* TO DO
Would you return the listing that follows exactly, leaving its pictures behind?

* LISTED RECORDS

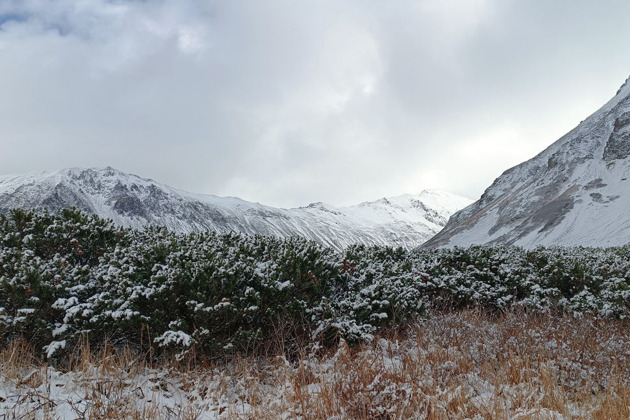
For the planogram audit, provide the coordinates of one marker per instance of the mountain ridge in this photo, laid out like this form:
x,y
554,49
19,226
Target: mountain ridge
x,y
133,201
574,192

* WORKED SOLUTION
For the planogram audit, provide the coordinates of one marker per instance of the mountain ridge in this photo, laid out like this form:
x,y
554,49
19,226
Target: mountain ridge
x,y
133,201
574,192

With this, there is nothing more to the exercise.